#### WORK REQUEST:
Search the records for lines that contain the word "container". Copy them all.
[EXTRACTED MATERIAL Boundary: Start]
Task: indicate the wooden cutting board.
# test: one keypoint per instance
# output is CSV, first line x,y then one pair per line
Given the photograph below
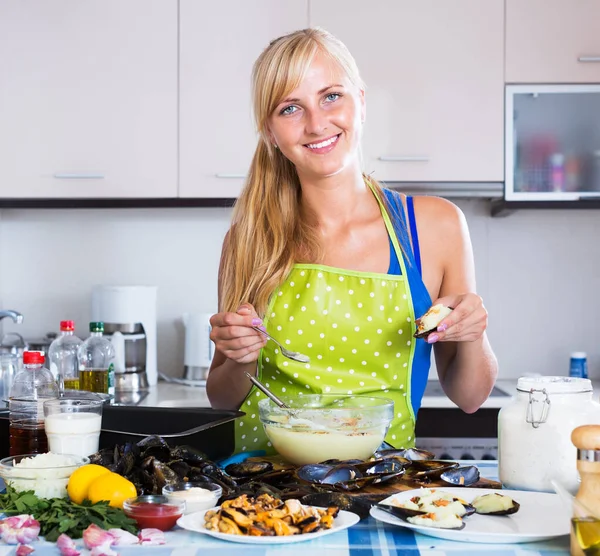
x,y
380,491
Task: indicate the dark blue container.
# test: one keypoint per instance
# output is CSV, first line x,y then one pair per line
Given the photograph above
x,y
578,366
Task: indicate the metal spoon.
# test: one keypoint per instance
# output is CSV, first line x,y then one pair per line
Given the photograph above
x,y
293,418
294,355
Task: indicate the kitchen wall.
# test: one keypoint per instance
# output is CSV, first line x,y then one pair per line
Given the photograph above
x,y
537,272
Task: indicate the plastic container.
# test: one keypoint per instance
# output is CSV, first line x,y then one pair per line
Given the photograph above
x,y
154,511
33,385
345,427
197,495
63,357
534,432
96,362
578,364
46,474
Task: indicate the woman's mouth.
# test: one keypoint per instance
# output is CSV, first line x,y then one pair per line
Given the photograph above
x,y
324,146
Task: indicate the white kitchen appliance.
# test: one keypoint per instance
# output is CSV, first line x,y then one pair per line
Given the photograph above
x,y
129,316
199,348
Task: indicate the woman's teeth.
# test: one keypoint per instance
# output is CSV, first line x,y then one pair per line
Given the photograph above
x,y
323,143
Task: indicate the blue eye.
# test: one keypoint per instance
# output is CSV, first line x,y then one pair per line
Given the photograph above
x,y
288,110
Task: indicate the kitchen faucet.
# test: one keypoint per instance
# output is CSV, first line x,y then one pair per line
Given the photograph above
x,y
17,317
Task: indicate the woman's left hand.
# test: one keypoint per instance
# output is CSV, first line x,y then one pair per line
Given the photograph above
x,y
466,323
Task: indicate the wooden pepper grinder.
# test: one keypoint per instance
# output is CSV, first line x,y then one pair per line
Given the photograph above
x,y
587,441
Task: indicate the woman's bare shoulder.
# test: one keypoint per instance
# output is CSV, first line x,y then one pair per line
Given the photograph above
x,y
438,214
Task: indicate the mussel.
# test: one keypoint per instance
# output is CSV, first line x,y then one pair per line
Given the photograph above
x,y
249,468
495,504
429,322
461,476
424,519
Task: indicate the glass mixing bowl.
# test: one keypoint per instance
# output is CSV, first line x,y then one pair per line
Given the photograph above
x,y
319,427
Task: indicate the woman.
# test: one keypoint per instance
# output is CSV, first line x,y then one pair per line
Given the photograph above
x,y
331,264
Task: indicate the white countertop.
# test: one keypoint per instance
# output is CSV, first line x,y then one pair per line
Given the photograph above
x,y
168,394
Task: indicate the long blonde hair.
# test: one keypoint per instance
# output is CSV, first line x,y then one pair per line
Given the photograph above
x,y
268,234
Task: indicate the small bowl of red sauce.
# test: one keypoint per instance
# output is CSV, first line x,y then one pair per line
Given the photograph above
x,y
154,511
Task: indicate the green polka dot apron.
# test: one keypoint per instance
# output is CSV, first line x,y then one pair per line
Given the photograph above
x,y
356,327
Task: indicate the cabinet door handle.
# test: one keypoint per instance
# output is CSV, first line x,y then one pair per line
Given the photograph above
x,y
78,176
589,59
404,158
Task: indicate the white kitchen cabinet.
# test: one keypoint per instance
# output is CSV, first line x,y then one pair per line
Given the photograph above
x,y
219,43
434,85
552,41
88,98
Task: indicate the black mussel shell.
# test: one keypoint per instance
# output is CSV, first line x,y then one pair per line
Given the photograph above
x,y
461,476
249,468
429,469
512,510
411,454
383,466
426,333
340,474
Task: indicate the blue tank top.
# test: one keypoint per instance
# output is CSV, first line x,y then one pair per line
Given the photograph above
x,y
421,298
[EXTRACTED MATERIAL Boundary: End]
#### FINISHED EXERCISE:
Task: indicate the dark blue container.
Task: indicate the plastic container.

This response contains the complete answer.